- **Exercise instructions**: Extract every line below, verbatim.
-- begin --
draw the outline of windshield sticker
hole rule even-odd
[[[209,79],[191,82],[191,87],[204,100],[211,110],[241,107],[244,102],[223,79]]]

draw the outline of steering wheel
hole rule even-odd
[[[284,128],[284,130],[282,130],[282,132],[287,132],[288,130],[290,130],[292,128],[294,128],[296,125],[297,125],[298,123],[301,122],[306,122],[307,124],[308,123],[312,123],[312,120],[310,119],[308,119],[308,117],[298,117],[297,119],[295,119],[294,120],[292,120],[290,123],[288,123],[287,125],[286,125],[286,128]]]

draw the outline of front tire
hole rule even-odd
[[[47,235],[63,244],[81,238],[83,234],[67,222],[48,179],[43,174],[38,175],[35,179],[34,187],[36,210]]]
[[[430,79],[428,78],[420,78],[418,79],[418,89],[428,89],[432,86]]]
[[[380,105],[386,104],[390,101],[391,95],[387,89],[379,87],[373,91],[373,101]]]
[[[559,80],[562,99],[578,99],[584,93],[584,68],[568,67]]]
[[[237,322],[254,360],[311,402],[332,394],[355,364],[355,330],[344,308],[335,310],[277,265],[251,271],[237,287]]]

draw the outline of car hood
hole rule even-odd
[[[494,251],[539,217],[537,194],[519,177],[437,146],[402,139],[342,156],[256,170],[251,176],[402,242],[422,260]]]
-- end --
- **Expected output**:
draw the outline of windshield sticker
hole rule even-odd
[[[209,79],[191,82],[191,87],[204,100],[211,110],[241,107],[244,102],[223,79]]]

draw the outline of steering wheel
hole rule even-odd
[[[284,128],[284,130],[282,130],[282,132],[287,132],[288,130],[290,130],[292,128],[294,128],[296,125],[297,125],[298,123],[301,122],[306,122],[307,124],[308,123],[312,123],[312,120],[310,119],[308,119],[308,117],[298,117],[297,119],[295,119],[294,120],[292,120],[290,123],[288,123],[287,125],[286,125],[286,128]]]

draw the outline of front tire
hole rule even-odd
[[[47,235],[63,244],[81,238],[83,234],[67,222],[48,179],[43,174],[38,175],[35,179],[34,187],[36,210]]]
[[[430,79],[428,78],[420,78],[418,79],[418,89],[428,89],[432,86]]]
[[[380,105],[386,104],[390,101],[391,95],[387,89],[379,87],[373,91],[373,101]]]
[[[559,80],[562,99],[578,99],[584,93],[584,68],[568,67]]]
[[[237,322],[254,360],[311,402],[332,394],[355,364],[355,330],[344,308],[335,310],[277,265],[251,271],[237,287]]]

draw the outline of car hood
hole rule even-odd
[[[494,251],[539,217],[537,194],[519,177],[437,146],[402,139],[342,156],[256,170],[251,176],[402,242],[422,260]]]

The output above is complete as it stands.